=== TUJUAN 1 ===
Salin kembali bagian listing yang dimulai dari baris yang memuat "target: dark horizon" sampai akhir listing, dengan "result" diganti menjadi "output" dan semua hal lain dibiarkan tetap.
=== TUJUAN 2 ===
Lanjutkan teks tentang Tirto Adhi Soerjo mulai dari kalimat terakhirnya.

╭─ TEKS DOKUMEN

Header Ads

SELAYANG PANDANG MENGENAL TIRTO ADHI SOERJO

 

Gambar: Tirto Adhi Soerjo
Sumber: Wikipedia

Saat ini, sudah banyak media pers di Indonesia yang menerbitkan surat kabarnya sendiri. Tentunya hal ini berbeda dengan masa dimana, Indonesia masih menyandang nama Hindia Belanda. Saat itu tidak ada surat kabar yang dimilki oleh kaum bumiputra. Karena saat itu adalah era dimana Indonesia masih dijajah bangsa kolonial. Semua surat kabar adalah milik bangsa kolonial. Hingga akhirnya muncul seorang pria pribumi berdarah bangsawan, yang berani mendirikan surat kabarnya sendiri, pria itu bernama Tirto Adhi Soerjo.

╰─
╭─ LISTING TUGAS

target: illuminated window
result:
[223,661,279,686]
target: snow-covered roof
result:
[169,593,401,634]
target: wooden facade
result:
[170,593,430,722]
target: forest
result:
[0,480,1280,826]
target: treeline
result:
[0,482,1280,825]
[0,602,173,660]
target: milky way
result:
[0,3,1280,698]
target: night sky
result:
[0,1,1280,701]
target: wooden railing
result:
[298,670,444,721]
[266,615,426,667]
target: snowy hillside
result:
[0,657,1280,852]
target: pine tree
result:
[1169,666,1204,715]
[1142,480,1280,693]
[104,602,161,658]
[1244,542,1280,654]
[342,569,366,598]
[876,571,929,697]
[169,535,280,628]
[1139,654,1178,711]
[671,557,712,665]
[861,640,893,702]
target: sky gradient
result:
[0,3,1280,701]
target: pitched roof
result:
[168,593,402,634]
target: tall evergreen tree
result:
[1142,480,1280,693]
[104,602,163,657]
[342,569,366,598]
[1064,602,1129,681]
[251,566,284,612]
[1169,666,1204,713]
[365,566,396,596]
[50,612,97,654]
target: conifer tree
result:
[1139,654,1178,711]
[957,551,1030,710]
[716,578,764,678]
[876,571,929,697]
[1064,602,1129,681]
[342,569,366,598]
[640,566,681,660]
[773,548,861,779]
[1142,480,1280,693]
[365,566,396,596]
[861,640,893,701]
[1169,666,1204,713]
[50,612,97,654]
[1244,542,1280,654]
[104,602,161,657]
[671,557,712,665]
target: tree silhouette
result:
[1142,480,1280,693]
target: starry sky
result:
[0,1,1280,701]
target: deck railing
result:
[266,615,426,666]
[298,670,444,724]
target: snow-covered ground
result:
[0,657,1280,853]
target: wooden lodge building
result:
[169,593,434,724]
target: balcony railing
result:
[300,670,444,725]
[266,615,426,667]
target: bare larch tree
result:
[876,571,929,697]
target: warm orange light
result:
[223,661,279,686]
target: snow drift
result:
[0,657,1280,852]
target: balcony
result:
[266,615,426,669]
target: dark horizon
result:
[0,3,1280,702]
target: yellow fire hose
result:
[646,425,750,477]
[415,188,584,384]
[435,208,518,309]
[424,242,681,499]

╰─

=== JAWABAN 1 ===
target: dark horizon
output:
[0,3,1280,702]
target: yellow fire hose
output:
[646,425,750,477]
[415,188,584,384]
[435,208,518,309]
[424,242,681,499]

=== JAWABAN 2 ===
Tirto Adhi Soerjo adalah pria yang menyandang nama Raden Mas. Gelar Raden Mas merupakan gelar atau nama yang hanya dapat dimilki oleh seseorang pria Jawa yang memiliki darah keningratan. Tirto Adhi Soerjo dilahirkan ke dunia pada tahun 1880, di Blora, Jawa Tengah. Ayahnya bernama Raden Ngbehi Muammad Chan Tirtodipuro, yang menjabat sebagai Bupati Bojonegoro di masa pemerintahan kolonial Belanda.

Versi lain dari tahun kelahiran dari Tirto Adhi Soerjo tertulis dalam buku yang perjudul “Perdjoangan Indonesia dalam Sejarah” yang terbit pada tahun 1962.  Dalam buku tersebut terdapat puisi dari penyair yang bernama Priatman, puisi yang berjudul “Di Indonesia 1875-1917” mengatakan jika Tirto lahir pada tahun 1975. Namun sastrawan legendaris Indonesia, Pramoedya Ananta Toer menyangkal hal tersebut di dalam bukunya yang bertajuk “Sang Pemula”.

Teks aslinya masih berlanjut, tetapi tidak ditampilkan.